## Complete o seguinte
- 1) Atualize o texto sobre o comércio dos lusitanos, reescrevendo tudo desde "As inúmeras contas" até "do Bronze Atlântico." com "castros" trocado por "povoados fortificados".
- 2) Prossiga o texto sobre o comércio e a transumância dos lusitanos a partir do ponto em que termina.

+++ Texto para revisão +++

Também Plínio nos diz que os lusitanos se serviam de lingotes de prata. Como mercadoria padrão, para troca, mas não usavam moeda em sentido vulgar, o que só seria possível se houvesse uma economia controlada, por um emissor central. Os cartagineses preferiam a troca directa à moeda convencional, nos seus negócios com os indígenas, visto a troca directa ser mais vantajosa.


As inúmeras contas de colar de pasta vítrea fenícias, as cerâmicas púnicas, os objectos de adorno, os alfinetes, os broches (os falados escaravelhos de ouro egípcios), as cerâmicas mediterrânicas e as da Meseta, as púrpuras, as armas, os perfumes, as fíbulas ibéricas e hispânicas e as ourivesarias, encontradas nos castros lusitanos e galaicos, funcionaram como mecanismo de intercambio, o que impediu o desenvolvimento da fase monetária, que corresponde a uma economia mais evoluída.


Quanto às vias de comunicação terrestre, que serviam este comércio, estavam intimamente relacionadas, no interior, com os caminhos da transumância. O pastor lusitano não vivia num espaço isolado, mas em contacto com outros vizinhos. As vias marítimas uniam a península ao Mediterrâneo e também às terras do Norte, se aceitarmos as navegações da Idade do Bronze Atlântico.

Sendo a transumância uma necessidade vital para a sobrevivência dos gados, nascida das secas estivais, ou da destruição dos pastos pela neve e pelo gelo e nesses tempos o homem não dispunha do recurso ds forragens de que se serve hoje, naturalmente que a transumância tinha de fazer-se, em maior ou menor extensão. E nesse caso “a instabilidade das circunstâncias”, a que se refere Caro Baroja tinha de ser controlada. E sabemos como era feito esse controlo: por alianças e pactos entre grupos que detinham os mesmos interesses; por reuniões de assembleias das várias tribos em que se fazia a repartição dos pastos e concertavam acordos (não esqueçamos a existência da Assembleia Ibérica, já no século III a.C.) e finalmente, pela disputa violenta do território, servindo-se da linguagem das armas. Não era em vão que estes pastores eram também guerreiros e os seus povoados fortificados estavam preparados para a instabilidade das circunstâncias.

+++ Excertos dos registos +++

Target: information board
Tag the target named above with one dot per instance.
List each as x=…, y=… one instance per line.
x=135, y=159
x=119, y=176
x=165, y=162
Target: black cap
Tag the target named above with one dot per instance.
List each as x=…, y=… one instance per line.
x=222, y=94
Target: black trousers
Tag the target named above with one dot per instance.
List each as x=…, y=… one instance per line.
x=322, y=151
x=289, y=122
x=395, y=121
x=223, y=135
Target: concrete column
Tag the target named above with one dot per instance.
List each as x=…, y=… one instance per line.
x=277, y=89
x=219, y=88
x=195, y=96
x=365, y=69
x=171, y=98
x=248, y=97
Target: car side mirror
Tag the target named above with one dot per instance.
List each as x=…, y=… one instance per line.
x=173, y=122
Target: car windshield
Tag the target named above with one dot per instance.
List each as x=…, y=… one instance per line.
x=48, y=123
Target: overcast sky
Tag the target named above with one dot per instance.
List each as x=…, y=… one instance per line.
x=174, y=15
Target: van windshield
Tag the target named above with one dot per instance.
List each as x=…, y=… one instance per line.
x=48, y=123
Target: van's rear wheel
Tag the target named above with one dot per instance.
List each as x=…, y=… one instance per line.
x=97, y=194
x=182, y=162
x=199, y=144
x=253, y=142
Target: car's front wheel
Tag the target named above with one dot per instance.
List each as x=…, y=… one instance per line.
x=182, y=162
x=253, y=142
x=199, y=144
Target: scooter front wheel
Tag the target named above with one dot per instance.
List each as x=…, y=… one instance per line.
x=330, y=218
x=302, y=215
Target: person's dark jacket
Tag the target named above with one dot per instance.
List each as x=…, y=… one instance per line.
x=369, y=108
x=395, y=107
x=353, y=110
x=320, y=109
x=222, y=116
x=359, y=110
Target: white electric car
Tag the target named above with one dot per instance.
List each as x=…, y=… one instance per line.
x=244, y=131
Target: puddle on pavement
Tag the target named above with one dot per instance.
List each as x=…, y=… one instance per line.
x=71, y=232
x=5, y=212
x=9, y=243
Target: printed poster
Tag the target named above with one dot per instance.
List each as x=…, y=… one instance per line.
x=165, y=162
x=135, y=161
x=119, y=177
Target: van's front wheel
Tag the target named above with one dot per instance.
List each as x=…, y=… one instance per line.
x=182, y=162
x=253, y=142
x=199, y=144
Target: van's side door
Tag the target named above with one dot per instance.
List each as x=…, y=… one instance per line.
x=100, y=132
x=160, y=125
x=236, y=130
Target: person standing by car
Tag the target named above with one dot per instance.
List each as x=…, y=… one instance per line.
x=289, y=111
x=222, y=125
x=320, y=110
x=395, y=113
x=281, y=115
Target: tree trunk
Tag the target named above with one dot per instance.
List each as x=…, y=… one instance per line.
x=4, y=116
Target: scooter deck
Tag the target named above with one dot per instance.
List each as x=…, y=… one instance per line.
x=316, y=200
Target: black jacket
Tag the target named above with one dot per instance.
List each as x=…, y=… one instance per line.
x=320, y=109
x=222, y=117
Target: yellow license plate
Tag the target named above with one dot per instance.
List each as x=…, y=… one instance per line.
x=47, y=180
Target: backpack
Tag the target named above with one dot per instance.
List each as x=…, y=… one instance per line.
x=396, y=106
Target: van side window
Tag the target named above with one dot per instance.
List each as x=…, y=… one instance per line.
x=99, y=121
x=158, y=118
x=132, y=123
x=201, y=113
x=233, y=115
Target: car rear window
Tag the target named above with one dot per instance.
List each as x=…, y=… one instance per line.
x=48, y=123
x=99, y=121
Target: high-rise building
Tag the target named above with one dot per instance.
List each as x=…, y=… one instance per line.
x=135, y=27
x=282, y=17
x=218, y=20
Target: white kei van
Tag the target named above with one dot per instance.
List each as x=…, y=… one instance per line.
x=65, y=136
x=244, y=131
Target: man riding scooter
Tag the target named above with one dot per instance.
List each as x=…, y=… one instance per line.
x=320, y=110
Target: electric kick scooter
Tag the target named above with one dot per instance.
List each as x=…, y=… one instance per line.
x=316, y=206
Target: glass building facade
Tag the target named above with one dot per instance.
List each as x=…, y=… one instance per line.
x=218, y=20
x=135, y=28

+++

## Respostas aos exercícios
- 1)
As inúmeras contas de colar de pasta vítrea fenícias, as cerâmicas púnicas, os objectos de adorno, os alfinetes, os broches (os falados escaravelhos de ouro egípcios), as cerâmicas mediterrânicas e as da Meseta, as púrpuras, as armas, os perfumes, as fíbulas ibéricas e hispânicas e as ourivesarias, encontradas nos povoados fortificados lusitanos e galaicos, funcionaram como mecanismo de intercambio, o que impediu o desenvolvimento da fase monetária, que corresponde a uma economia mais evoluída.


Quanto às vias de comunicação terrestre, que serviam este comércio, estavam intimamente relacionadas, no interior, com os caminhos da transumância. O pastor lusitano não vivia num espaço isolado, mas em contacto com outros vizinhos. As vias marítimas uniam a península ao Mediterrâneo e também às terras do Norte, se aceitarmos as navegações da Idade do Bronze Atlântico.

- 2)
Os povos migratórios, nessa época da idade do ferro, faziam-se acompanhar sempre dos seus rebanhos, que eram fontes de abastecimento, moeda de troca e recurso de produção de vestuário. A primeira grande comunidade europeia, a dos celtas, foi essencialmente pastoril. O estreito localismo pretendido po Maluquer, não pode ser fixismo. Os castros são essencialmente lugares de acampamento e não espaços cerrados, em que uma sociedade estática se possa desenvolver… Para lá das casas, que pela sua estreiteza nada mais são do que tendas fixas para abrigo, o espaço urbano, exíguo, é de si esclarecedor de que a vida da comunidade se processava fora de muros.



O território, no período pré-romano, para as populações pastoras a que nos estamos a referir, não era um fim, mas um meio. A terra não era valorizada em determinada direcção, como seja a da apropriação do espaço. O conceito de propriedade territorial era impreciso. Ao lusitano pastor, ao Vetão, ou ao Vaceu, não interessava possuir terra no sentido que se dá hoje ao território nacional. Interessava-lhes a liberdade de trânsito. Teria sido nesse sentido que Virithus exclamou: A pátria está na liberdade!


Tal como as águas dos rios ou dos lagos eram comunitárias também o terreno em que os gados transitavam eram comunitários, ou mais rigorosamente eram de participantes no espaço, que é um conceito distinto de espaço privado. Naturalmente que esse transito seria limitado a certas tribos e daí os conflitos e a defesa violenta do direito de trânsito.


As lutas entre os pastores nasceram da necessidade de defender os direitos de passagem e de participação ou utilização de um determinado território, quando estranhos, recém chegados, sem tradição, pretendiam usurpar esses direitos usufruindo de pastos. Isto opunha-se à institucionalização do regime comunitário defendido pelo direito consuetudinário da seventia.


Adriano Vasco rodrigues em: Os Lusitanos -Mito e Realidade- Academia Internacional da Cultura Portuguesa - 1998

A cultura castreja

A Cultura castreja desenvolveu-se no século VI a.C., numa ampla zona do noroeste da Península Ibérica, entre os rios Douro e Návia e a Oeste do Maciço Galaico, tendo desenvolvido um tipo muito peculiar de assentamentos, chamados castros, diferentes de outras áreas da península.


A Cividade de Terroso foi um importante povoamento da cultura celta ou cultura castreja do noroeste da península Ibérica, localizado na Póvoa de Varzim, Portugal.
A Cividade, conhecida na Idade Média como Montis Teroso, foi erigida no topo do monte da Cividade, na freguesia de Terroso, na Póvoa de Varzim, a menos de 5 km da costa, no limite nascente da cidade contemporânea.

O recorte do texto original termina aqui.